*GIVEN REQUEST 1*.
In the insurtech article, how much was invested in UK insurance start-ups in the first six months of 2017?
*GIVEN REQUEST 2*.
Continue the insurtech article from its last sentence.

*EXCERPT PROVIDED*.
=-=-=-=-=
When you hear the word ‘tech’, it is unlikely your first thought would be ‘insurance.’ Yet over the last 12 months, the insurance industry has adopted the term ‘insurtech’ with gusto, bringing with it a new sense of potential, and perhaps even more importantly, an upsurge in funding. Investment in insurtech companies has sky-rocketed, with £218 million invested into UK  insurance start-ups in the first six months of 2017 compared with just £7.8 million in the same period of the previous year.

 

Admittedly, a single company accounts for a big part of that jump.  Gryphon Insurance’s £180 million fundraising is cited as the biggest of its kind by an insurtech startup.  Even when putting this remarkable fundraising aside, UK insurtech investment activity is said to have risen by 422% in the first half of 2017.  Significantly, it is often the major incumbents which are recognising the enormous value that innovative technologies can bring to their businesses.

 

For insurers, one of the biggest areas of opportunity for incumbents and start-ups alike lies with harnessing Big Data – a commodity often referred to as “the next oil”. It’s difficult to comprehend how much more data will be in existence in just five years' time, but to put things into perspective, the International Data Corporation (IDC) estimates that worldwide revenues for big data and business analytics (BDA) will grow from $150.8 billion  in 2017  to more than $ 210 billion in 2020.

 

Until recently, only devices such as computers, tablets and phones were able to connect to the internet. But now there are 8.4 billion internet-enabled smart devices that can communicate and interact with other machines, forming the Internet of Things (IoT). And this figure is likely to grow to over 20 billion connected devices by 2020. 

 

Used imaginatively, the data collected and analysed through IoT can facilitate a better understanding of a customer’s risk profile, smarter marketing, and more accurate pricing. This is already transforming the way insurers do business with their policyholders.  And many companies are now using the data they collect to create personalised multi-media marketing campaigns, tailored products, bespoke pricing and a more efficient claims process.

 

Furthermore, the data is being used by insurers to predict undesirable outcomes, which has in turn reduced risk and premium costs for the policyholder as well as cementing a relationship based on mutual benefit. One such example is the use of black boxes, or telematics, in cars that monitor how safely the user drives. This enables insurers to reward good driving with lower premiums or discounts. Many big name UK insurers, including Direct Line, Bell, Admiral, Tesco Bank and the RAC, are already offering the service. Indeed, according to Ptolemus, there are currently 850,000 telematics-based motor insurance policies used in the UK – a number that is growing by 6-8% a quarter.
=-=-=-=-=
*DATA SHOWN*.
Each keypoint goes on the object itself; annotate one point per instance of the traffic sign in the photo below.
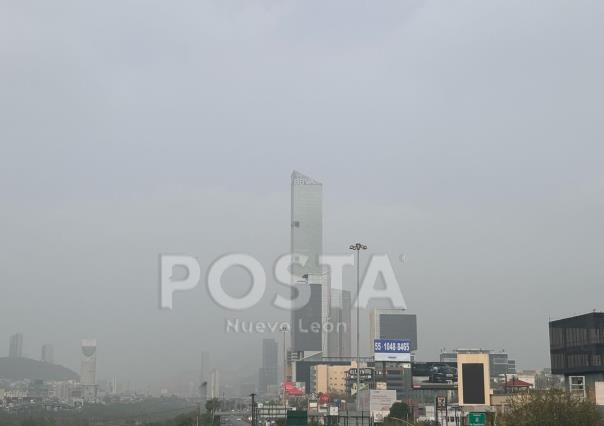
(477, 418)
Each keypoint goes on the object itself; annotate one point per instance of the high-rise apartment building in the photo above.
(88, 364)
(268, 373)
(214, 384)
(306, 247)
(15, 347)
(48, 354)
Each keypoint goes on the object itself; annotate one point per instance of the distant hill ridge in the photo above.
(25, 368)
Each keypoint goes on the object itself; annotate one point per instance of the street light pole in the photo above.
(284, 330)
(358, 247)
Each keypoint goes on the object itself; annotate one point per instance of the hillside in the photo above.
(24, 368)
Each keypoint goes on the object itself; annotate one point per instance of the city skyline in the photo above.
(463, 140)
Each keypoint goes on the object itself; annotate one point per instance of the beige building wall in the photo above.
(330, 378)
(473, 358)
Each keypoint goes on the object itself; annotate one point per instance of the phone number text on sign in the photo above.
(392, 350)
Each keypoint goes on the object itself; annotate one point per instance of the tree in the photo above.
(399, 410)
(552, 407)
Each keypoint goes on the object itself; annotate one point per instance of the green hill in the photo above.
(25, 368)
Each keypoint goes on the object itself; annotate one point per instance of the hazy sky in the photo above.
(467, 135)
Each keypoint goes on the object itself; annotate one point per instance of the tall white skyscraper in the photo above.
(88, 365)
(15, 347)
(307, 241)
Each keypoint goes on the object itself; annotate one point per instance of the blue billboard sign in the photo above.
(397, 350)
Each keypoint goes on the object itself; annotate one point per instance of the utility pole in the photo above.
(284, 331)
(358, 247)
(253, 395)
=-=-=-=-=
*REPLY 1*.
£218 million

*REPLY 2*.
Data collected by drones can further help decrease losses and obtain compensation in the wake of natural disasters. For example, losses from Hurricane Irma have been predicted to reach $20- to $40 billion.  But digital images collected by drones, which otherwise would have taken immense manpower and resources to obtain, could facilitate faster loss assessments and claim processing. This data can also play a part in predicting the areas that would be most heavily impacted, so reducing risk in the industry.

 

However, as with the use of any valuable commodity, some risks remain, and the use of data gathered from the IoT must be managed safely, securely and confidentially. Insurers have a huge burden of responsibility to ensure that, once they have gained the consent of their customers to use the huge bank of ‘big data’, it will be protected.

 

The industry took steps to build trust in this regard by recently publishing a customer guide “How Data Makes Insurance Work Better for You. Within it, the Association of British Insurers sets out the case for change, outlining some of the expected benefits customers will see in return for agreeing to use their data. Most importantly, it outlines the industry’s commitment to how that data will be used – ‘safely, securely and confidentially’.

 

CIOs and CISOs are clearly under a great deal of pressure not only from the demands for increased scalability as the sources of data presented by the rise of the IoT, but also building trust around growing security requirements. So how can insurers manage and analyse the huge amount of data the IoT generates, while exploiting the flexibility of on-demand services, without compromising security?

 

One of the answers is a specialised cloud solution that combines public, private and hybrid services into one single cloud that insurance companies can manage centrally. This can provide the insurance community with a highly secure ecosystem that connects thousands of applications and services with users worldwide. This helps to build security into the entire cloud environment, permitting employees and customers to connect securely from any location and device to any service and enabling financial and insurance companies to fully capitalise on the benefits that the IoT has to offer.

 

This approach allows large organisations around the world to connect easily and securely to the data centres, applications and data they need, independently of where they are hosted.  Employing it allows the CIO to have a consolidated view of all different clouds the organisation is using, and eliminates insecure services, or improves them by employing appropriate security measures. Centralising control also helps build security into the entire cloud environment, permitting employees and customers to connect securely from any location and device to any service.

 

The immense level of growth that the industry has experienced in the past year demonstrates that we are on the cusp of a truly digital age for insurance. Together, Big Data and IoT create innumerable opportunities for the insurance sector; however, there are still barriers that must be overcome in order for the industry to realise insurtech’s full potential. As such, its success depends on collaboration to manage this enormous resource in a secure and scalable way.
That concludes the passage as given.